━━━━━ Kutipan Sumber
Minggu, 16 Februari 2014

AGAR PANDANGAN HATI SEMAKIN TAJAM



Selama kita tetap mau belajar dan membuka hati dan pikiran, saat itu pula hidayah Allah semakin mendekat kepada kita. Ibarat parasut, hati dan pikiran itu. Kalau tidak dibuka, bisa membunuh pemiliknya.
Dengan hidayah itu pula: rezeki, jodoh, dan kebahagiaan pun juga secara berangsur-angsur menghampiri kita. Tentu saja, navigatornya adalah kebaikan, kebenaran dan keindahan. Ini bisa menjadi sebuah kekuatan tak terpatahkan.
Asal, sekali lagi: tetap mau membuka hati, pikiran dan nggak pernah berhenti belajar. Ingat kata seorang pembicara, “Biar otak Amerika, asal hati tetap Ka’bah”. Otak semakin canggih dengan iptek, sedangkan hati semakin hebat dengan imtak.
━━━━━━━━━━
━━━━━ Data Hasil Ekstraksi
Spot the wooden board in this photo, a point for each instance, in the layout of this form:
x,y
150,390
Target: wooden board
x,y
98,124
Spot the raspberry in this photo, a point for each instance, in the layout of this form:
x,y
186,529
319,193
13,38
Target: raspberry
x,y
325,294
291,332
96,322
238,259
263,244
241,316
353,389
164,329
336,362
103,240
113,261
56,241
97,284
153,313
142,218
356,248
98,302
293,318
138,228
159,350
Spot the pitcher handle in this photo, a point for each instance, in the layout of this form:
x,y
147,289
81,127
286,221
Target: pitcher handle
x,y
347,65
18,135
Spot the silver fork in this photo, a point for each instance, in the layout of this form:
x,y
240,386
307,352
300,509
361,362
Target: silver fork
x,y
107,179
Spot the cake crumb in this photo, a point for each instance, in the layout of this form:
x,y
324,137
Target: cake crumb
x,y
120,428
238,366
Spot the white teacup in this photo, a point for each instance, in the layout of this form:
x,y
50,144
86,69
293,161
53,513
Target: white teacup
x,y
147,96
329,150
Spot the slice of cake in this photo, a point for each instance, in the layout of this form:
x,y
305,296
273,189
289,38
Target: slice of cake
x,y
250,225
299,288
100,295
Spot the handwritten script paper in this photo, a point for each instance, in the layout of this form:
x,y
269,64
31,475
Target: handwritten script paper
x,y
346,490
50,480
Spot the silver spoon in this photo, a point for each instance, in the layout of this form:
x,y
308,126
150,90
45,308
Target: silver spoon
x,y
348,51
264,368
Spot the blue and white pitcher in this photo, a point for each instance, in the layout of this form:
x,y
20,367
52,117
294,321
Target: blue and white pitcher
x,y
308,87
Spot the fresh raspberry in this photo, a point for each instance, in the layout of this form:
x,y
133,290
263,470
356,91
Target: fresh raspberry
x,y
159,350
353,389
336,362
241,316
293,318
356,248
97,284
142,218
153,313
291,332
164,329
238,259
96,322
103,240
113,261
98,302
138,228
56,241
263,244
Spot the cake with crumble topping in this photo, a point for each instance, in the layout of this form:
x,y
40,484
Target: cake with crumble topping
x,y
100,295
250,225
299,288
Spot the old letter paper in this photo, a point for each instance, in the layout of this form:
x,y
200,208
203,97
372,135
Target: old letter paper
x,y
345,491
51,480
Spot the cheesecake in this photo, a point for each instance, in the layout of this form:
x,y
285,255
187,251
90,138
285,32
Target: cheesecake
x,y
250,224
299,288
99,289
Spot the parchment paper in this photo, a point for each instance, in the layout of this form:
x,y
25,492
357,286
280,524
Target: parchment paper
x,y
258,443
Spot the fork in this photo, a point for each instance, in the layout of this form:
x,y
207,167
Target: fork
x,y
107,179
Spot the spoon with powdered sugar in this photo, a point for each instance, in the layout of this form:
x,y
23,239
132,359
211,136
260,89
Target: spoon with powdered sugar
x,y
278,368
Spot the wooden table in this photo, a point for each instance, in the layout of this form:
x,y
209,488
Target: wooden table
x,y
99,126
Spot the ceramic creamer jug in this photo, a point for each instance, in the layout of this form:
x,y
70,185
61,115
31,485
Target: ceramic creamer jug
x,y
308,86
━━━━━━━━━━
_Soal dan Tugas_
(A) Apa saja yang disebut sebagai navigatornya dalam teks tentang pandangan hati?
(B) Lanjutkan teks tentang pandangan hati mulai setelah kalimat terakhirnya.

_Jawaban Tertulis_
(A) Navigatornya adalah kebaikan, kebenaran, dan keindahan.

(B)
Semua orang masuk surga kecuali yang tidak mau. Yaitu yang kafir (menutup). Yang jauh dari hidayah, yang hobinya bilang “Aku sudah tahu”. Ini sudah jadi tanda, bahwa pemahamannya masih dangkal.
Ibarat gelas, sudah dibalik. Hujan sederas apapun air tidak bakalan masuk. Air itu kita misalkan hidayah.
Tidak ada yang paling pintar, tidak ada yang paling alim. Ada rumput di atas gunung. Sumber hidayah itu bisa datang darimana pun. Bahkan dari mulut “anjing” sekalipun. Dan itu disuruh ambi oleh Rasulullah.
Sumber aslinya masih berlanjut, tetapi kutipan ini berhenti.